RECORDS SHOWN »
## start

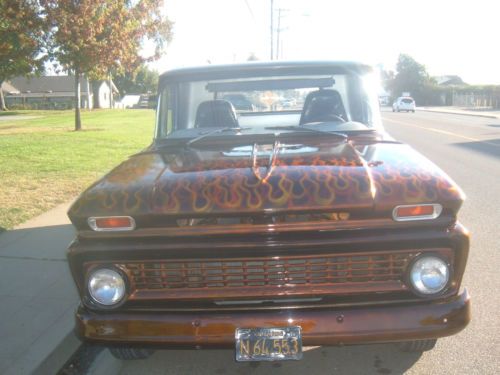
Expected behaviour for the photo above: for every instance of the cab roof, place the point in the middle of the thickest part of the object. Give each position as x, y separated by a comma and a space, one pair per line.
262, 69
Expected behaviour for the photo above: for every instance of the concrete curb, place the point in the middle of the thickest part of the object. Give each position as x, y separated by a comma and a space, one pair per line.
59, 356
105, 364
458, 113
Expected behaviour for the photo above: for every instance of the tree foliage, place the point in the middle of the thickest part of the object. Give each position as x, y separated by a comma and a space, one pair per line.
23, 39
412, 77
142, 81
97, 38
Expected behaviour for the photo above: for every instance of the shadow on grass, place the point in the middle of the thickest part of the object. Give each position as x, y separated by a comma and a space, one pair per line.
491, 147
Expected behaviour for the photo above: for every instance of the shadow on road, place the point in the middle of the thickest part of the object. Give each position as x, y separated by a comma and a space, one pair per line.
491, 147
364, 359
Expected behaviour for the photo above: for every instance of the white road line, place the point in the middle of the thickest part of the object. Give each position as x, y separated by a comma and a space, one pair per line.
440, 131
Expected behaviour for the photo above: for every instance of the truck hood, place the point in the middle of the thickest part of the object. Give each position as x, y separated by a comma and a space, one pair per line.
242, 180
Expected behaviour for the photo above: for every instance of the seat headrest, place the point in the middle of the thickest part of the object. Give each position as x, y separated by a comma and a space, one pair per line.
215, 113
322, 105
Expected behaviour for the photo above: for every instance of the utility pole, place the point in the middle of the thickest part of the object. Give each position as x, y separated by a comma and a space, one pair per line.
279, 42
278, 35
272, 29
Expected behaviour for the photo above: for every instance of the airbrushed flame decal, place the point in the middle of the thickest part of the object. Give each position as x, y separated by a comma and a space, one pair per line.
202, 182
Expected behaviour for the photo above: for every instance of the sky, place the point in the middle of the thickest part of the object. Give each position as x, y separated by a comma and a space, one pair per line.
460, 37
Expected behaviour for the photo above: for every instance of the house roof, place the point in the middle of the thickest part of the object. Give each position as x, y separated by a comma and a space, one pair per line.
449, 80
46, 84
42, 86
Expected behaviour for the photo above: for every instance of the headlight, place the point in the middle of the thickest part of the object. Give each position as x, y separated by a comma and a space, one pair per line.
106, 286
429, 275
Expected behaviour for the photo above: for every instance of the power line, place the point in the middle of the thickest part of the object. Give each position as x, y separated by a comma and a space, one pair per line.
250, 10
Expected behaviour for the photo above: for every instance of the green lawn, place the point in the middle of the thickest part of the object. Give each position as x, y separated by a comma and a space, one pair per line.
44, 162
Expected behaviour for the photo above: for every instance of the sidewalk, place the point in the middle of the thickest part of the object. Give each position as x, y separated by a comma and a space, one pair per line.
37, 296
462, 111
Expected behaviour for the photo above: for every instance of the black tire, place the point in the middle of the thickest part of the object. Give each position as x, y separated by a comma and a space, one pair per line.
131, 353
417, 346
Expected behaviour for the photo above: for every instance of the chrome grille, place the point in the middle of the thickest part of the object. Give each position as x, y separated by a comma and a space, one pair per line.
271, 272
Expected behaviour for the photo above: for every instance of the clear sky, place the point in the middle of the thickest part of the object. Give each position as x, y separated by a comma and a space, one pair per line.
448, 36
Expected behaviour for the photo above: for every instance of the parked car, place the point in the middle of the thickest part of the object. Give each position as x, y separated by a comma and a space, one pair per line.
240, 102
403, 103
269, 231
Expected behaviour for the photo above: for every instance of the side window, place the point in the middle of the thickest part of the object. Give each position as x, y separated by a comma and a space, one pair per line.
165, 118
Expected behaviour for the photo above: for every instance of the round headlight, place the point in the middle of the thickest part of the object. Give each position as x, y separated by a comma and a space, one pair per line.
429, 275
106, 286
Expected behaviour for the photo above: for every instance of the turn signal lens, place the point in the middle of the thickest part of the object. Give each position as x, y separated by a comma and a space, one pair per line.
111, 223
417, 212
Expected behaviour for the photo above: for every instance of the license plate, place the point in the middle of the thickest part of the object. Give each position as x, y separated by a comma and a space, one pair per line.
268, 344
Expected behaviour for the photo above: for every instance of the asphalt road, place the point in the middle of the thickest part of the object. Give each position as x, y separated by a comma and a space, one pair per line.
468, 149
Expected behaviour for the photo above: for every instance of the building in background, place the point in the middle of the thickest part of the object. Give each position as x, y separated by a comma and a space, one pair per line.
56, 92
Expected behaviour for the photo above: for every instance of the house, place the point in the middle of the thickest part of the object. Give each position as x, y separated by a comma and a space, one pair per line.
449, 80
56, 92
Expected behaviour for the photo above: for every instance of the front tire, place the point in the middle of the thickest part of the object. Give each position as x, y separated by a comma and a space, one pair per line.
417, 346
126, 354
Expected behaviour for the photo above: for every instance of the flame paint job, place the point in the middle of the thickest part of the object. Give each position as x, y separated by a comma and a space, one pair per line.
321, 177
319, 326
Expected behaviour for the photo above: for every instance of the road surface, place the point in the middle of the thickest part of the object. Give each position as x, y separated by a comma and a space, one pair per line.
468, 149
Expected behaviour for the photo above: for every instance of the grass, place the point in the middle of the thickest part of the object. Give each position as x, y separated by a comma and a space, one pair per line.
44, 162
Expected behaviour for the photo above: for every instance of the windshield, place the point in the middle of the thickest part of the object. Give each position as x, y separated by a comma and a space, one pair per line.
336, 102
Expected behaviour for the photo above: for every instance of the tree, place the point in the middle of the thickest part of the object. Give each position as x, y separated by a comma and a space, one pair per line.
22, 40
97, 38
412, 77
142, 81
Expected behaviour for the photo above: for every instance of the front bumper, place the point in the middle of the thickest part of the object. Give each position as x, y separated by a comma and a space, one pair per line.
322, 326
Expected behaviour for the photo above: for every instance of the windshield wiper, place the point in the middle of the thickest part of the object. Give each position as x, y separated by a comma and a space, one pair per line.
190, 143
311, 130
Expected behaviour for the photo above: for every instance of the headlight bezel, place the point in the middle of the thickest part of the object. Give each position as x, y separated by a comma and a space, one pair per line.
419, 258
91, 301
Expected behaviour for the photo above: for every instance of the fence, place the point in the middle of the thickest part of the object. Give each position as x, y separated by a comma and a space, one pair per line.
477, 100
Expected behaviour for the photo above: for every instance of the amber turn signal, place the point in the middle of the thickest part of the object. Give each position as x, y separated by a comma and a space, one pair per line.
417, 212
111, 223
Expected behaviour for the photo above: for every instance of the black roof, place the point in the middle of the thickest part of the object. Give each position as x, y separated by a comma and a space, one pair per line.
262, 69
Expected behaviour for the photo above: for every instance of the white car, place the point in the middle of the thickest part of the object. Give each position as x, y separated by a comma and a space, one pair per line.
403, 103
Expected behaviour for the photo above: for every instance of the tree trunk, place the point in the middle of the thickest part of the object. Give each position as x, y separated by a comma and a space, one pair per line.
78, 121
3, 107
110, 92
90, 97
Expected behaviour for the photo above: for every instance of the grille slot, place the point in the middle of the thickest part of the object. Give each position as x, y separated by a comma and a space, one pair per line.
289, 275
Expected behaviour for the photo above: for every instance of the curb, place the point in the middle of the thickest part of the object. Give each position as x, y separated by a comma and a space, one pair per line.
458, 113
59, 356
105, 364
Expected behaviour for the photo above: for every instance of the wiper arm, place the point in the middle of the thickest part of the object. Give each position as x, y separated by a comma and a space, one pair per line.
311, 130
190, 143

## end

EXERCISE PROMPT »
Please quote exactly the lines from the one containing "tree trunk, place" through the last line of the records above, both included, and nothing else.

THE RESULT »
Expected behaviour for the photo above: for every instance of the tree trunk, place the point in the middle of the thickest part of the object. Give each position as x, y separated by a comma and a space, one pair per line.
78, 121
3, 107
110, 92
90, 97
Expected behaviour for the photo above: for every instance of the grille slot, place the point in the middle of the thickest part of the object. Give each position as x, y separated by a comma and a space, one pair per line.
289, 275
Expected behaviour for the photo above: for every instance of the curb, place the point in the middle of the thickest part of the object. Give each position as x, y separated by a comma and a space, one pair per line.
458, 113
59, 356
105, 364
Expected behaviour for the photo above: for every instance of the wiper arm, place the point in the middle of the thickest part of the object. Give each position as x, y separated by a comma and a space, one pair per line.
311, 130
190, 143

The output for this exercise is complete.